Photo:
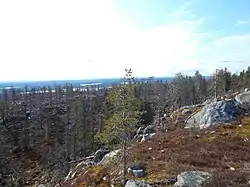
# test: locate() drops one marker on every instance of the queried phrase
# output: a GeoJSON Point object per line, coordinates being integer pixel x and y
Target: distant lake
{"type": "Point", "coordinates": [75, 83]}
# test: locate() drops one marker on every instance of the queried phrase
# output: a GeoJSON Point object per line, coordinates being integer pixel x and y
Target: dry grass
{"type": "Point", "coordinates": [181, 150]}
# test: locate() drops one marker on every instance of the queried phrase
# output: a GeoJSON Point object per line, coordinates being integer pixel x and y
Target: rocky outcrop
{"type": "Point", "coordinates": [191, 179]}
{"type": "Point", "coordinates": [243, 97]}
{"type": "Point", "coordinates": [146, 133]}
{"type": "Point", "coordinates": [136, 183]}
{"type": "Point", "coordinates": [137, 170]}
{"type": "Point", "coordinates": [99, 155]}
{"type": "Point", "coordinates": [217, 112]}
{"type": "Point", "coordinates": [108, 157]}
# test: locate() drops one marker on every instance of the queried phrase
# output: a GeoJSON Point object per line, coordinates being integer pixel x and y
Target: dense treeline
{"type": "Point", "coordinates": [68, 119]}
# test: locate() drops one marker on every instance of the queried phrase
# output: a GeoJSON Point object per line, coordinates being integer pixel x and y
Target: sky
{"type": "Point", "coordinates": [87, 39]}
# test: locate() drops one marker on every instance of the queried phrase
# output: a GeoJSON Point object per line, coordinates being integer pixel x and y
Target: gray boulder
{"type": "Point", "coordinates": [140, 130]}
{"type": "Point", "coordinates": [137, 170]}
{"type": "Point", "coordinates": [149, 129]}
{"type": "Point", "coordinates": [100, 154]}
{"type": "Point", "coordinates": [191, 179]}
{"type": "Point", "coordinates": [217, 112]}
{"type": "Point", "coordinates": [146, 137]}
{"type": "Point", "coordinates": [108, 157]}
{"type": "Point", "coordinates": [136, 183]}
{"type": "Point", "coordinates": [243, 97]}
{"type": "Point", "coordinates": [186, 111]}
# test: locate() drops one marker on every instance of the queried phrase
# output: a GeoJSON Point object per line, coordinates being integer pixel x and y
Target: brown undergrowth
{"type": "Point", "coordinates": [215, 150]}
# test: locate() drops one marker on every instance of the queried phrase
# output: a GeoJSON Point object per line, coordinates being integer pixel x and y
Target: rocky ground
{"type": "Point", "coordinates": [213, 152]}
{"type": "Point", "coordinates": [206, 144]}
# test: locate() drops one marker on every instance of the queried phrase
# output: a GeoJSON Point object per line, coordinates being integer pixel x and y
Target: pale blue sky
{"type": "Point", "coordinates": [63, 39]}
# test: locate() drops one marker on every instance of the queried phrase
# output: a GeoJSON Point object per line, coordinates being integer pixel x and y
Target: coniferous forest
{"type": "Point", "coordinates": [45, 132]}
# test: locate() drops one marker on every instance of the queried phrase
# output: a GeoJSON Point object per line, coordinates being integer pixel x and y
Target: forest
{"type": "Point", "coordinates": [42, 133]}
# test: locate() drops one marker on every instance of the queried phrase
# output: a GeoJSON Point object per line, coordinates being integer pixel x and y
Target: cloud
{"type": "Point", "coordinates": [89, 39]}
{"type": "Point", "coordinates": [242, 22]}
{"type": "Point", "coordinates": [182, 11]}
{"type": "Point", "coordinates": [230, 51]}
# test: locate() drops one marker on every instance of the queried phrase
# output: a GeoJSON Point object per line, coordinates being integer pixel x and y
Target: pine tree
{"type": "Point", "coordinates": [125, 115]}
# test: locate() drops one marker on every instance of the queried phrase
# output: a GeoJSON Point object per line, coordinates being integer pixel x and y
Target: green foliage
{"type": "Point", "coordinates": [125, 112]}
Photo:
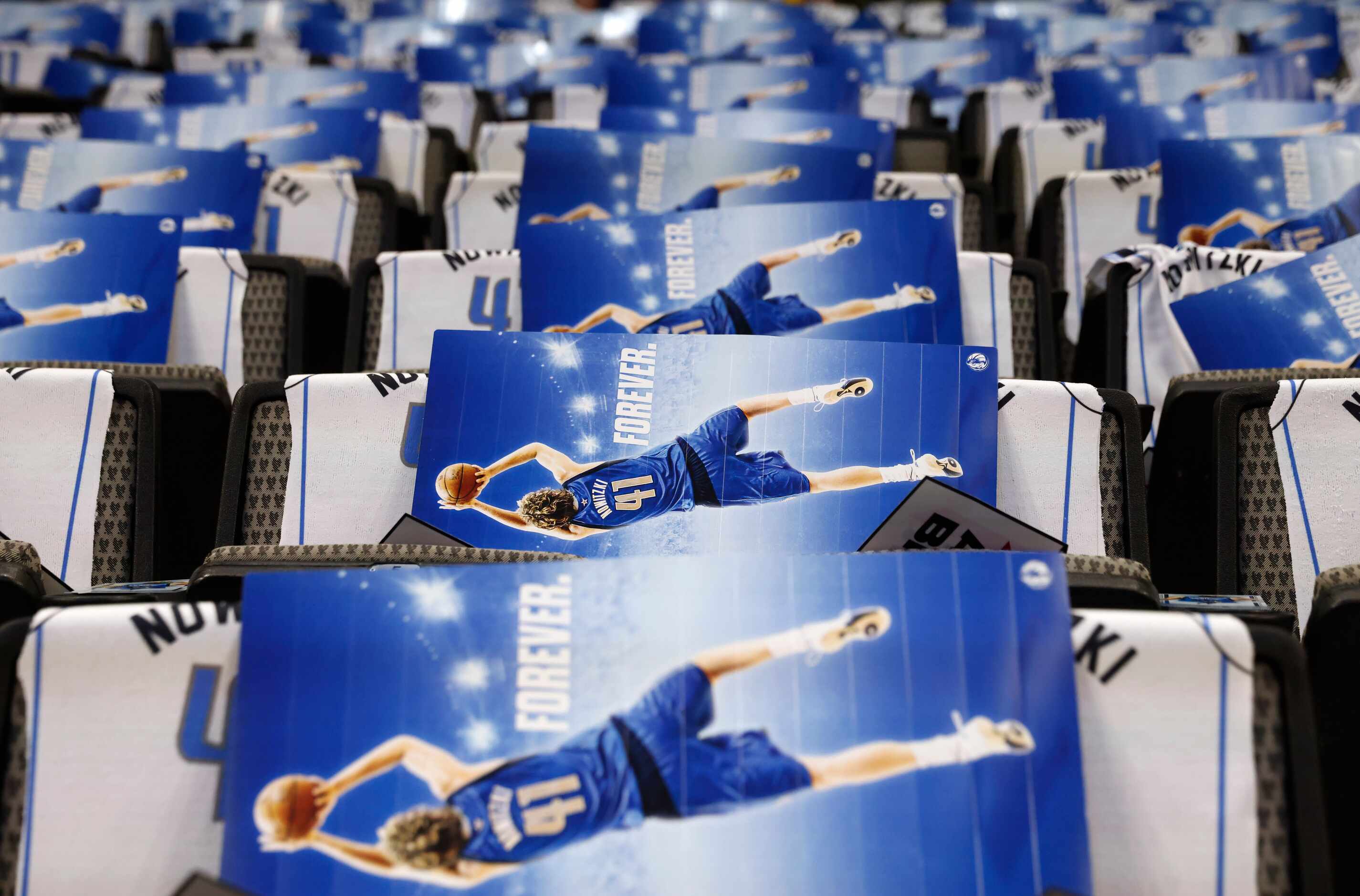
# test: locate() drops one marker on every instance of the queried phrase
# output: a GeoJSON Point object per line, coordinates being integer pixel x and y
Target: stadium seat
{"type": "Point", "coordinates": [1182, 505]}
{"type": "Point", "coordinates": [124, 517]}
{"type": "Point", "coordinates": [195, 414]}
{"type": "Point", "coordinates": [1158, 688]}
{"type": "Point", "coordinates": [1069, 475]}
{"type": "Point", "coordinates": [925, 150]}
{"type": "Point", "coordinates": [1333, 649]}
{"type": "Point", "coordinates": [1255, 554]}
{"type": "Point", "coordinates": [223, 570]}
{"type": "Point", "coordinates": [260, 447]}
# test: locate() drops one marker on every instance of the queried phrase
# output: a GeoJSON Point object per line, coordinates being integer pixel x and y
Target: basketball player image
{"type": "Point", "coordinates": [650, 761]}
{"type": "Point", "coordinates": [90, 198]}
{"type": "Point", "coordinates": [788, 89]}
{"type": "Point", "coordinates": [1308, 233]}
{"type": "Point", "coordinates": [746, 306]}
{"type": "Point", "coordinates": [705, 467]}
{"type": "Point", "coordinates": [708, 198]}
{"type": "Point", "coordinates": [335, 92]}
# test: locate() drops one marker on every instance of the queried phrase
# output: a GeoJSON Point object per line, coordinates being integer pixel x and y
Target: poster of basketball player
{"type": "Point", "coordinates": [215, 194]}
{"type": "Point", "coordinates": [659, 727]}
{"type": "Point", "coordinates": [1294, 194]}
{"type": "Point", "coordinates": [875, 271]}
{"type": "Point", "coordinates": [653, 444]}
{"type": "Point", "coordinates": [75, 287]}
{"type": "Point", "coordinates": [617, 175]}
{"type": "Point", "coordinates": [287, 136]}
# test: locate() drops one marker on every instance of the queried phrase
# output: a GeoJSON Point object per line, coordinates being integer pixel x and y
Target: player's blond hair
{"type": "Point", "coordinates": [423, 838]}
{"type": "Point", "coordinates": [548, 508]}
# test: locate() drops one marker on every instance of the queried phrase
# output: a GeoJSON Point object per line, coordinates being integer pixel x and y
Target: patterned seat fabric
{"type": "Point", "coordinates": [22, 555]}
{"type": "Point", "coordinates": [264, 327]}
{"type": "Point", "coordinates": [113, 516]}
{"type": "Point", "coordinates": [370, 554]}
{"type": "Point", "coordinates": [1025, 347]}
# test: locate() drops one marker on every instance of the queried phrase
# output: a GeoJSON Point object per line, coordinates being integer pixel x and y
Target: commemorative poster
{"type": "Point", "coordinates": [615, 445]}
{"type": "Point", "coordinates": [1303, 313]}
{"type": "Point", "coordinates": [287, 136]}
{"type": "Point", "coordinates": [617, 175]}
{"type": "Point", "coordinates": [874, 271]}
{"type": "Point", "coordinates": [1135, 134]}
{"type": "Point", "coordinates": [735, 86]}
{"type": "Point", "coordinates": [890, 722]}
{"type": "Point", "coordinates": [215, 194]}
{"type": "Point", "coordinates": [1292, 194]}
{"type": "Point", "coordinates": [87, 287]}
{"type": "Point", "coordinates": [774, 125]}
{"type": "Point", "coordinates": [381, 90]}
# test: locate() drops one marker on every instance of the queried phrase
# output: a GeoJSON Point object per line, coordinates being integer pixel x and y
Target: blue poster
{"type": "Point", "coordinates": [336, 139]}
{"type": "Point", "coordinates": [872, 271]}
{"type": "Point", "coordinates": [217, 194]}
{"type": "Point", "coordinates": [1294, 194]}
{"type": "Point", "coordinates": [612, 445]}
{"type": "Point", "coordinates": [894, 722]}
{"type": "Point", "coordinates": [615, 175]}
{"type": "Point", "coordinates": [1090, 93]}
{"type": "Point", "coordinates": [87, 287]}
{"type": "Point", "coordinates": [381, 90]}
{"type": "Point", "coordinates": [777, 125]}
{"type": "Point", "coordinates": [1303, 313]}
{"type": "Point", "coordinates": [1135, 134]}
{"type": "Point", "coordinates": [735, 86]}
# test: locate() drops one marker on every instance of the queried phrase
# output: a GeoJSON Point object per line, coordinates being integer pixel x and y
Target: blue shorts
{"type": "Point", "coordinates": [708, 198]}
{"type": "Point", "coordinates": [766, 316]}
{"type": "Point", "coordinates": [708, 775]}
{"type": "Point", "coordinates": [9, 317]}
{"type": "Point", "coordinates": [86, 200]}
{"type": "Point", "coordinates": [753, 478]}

***

* **TASK DESCRIPTION**: Please identify every line in the records above that contains the string "basketball", and copy each of those lines. Case counts.

* **OUTPUT**:
Target: basketball player image
Target: poster of basketball player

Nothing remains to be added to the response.